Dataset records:

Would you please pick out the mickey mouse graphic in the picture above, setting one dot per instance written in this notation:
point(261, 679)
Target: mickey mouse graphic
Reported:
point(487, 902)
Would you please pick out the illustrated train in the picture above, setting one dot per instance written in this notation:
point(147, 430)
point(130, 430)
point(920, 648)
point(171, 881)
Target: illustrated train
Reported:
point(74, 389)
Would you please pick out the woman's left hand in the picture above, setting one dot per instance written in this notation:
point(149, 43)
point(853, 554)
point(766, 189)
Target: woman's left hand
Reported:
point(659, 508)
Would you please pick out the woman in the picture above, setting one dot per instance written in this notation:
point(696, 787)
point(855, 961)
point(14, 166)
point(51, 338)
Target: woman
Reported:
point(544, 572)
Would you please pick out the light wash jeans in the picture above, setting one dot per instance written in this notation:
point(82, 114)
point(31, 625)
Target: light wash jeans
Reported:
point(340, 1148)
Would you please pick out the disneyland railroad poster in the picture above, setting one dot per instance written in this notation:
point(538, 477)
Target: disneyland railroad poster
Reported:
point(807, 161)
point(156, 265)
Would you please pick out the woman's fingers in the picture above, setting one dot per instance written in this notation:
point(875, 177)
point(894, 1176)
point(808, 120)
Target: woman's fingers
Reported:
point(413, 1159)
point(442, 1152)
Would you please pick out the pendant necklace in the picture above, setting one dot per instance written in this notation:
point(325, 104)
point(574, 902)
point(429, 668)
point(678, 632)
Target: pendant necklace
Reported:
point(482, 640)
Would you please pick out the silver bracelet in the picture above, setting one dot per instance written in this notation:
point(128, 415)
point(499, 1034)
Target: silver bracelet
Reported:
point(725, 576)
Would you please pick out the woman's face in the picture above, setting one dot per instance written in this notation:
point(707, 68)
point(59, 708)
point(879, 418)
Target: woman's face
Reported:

* **What the task requires**:
Return each line of the data exactly as written above.

* **Reply to the exercise**:
Would you please pick out the mickey mouse graphic in the picture above, setting one dot per instance written in this notation:
point(261, 679)
Target: mickey mouse graphic
Reported:
point(487, 902)
Would you please pick out the illustrated train in the picture above, setting one dot per instance written in this notation:
point(147, 430)
point(130, 430)
point(920, 648)
point(171, 881)
Target: illustrated train
Reported:
point(74, 389)
Would you please pick out the woman's left hand in the picture above, setting one dot per instance written in this notation:
point(149, 43)
point(853, 554)
point(766, 189)
Target: woman's left hand
Reported:
point(659, 508)
Would you please pick out the woman in the picture above, setting one dot per instance written in this notation:
point(696, 787)
point(855, 961)
point(14, 166)
point(51, 338)
Target: woman
Reported:
point(544, 572)
Would you please pick out the light wash jeans in the picture above, setting one dot per instance written in this notation:
point(82, 114)
point(31, 625)
Target: light wash jeans
Reported:
point(340, 1148)
Would you please pick out the disneyland railroad poster in the picture above, setting one dot per instance written in this notation:
point(538, 477)
Target: disneyland railroad poster
Reported:
point(807, 161)
point(156, 265)
Would you please pick out the woman's fingers in the picture above, setting one dot per instance written in this notation:
point(875, 177)
point(894, 1176)
point(808, 120)
Target: woman's fingers
Reported:
point(413, 1159)
point(442, 1152)
Would you please pick out the pendant necklace in the picture above, setting one dot per instance written in this notation:
point(325, 104)
point(574, 902)
point(429, 668)
point(678, 632)
Target: pendant necklace
Reported:
point(482, 640)
Would you please pick out the silver bracelet in the picture above, setting one dot per instance written in this notation:
point(128, 415)
point(499, 1034)
Target: silver bracelet
Reported:
point(725, 576)
Would you please pick out the woman's face in the picture above, setting one dot per instance written in this notation:
point(707, 68)
point(59, 708)
point(879, 418)
Target: woman's face
Reported:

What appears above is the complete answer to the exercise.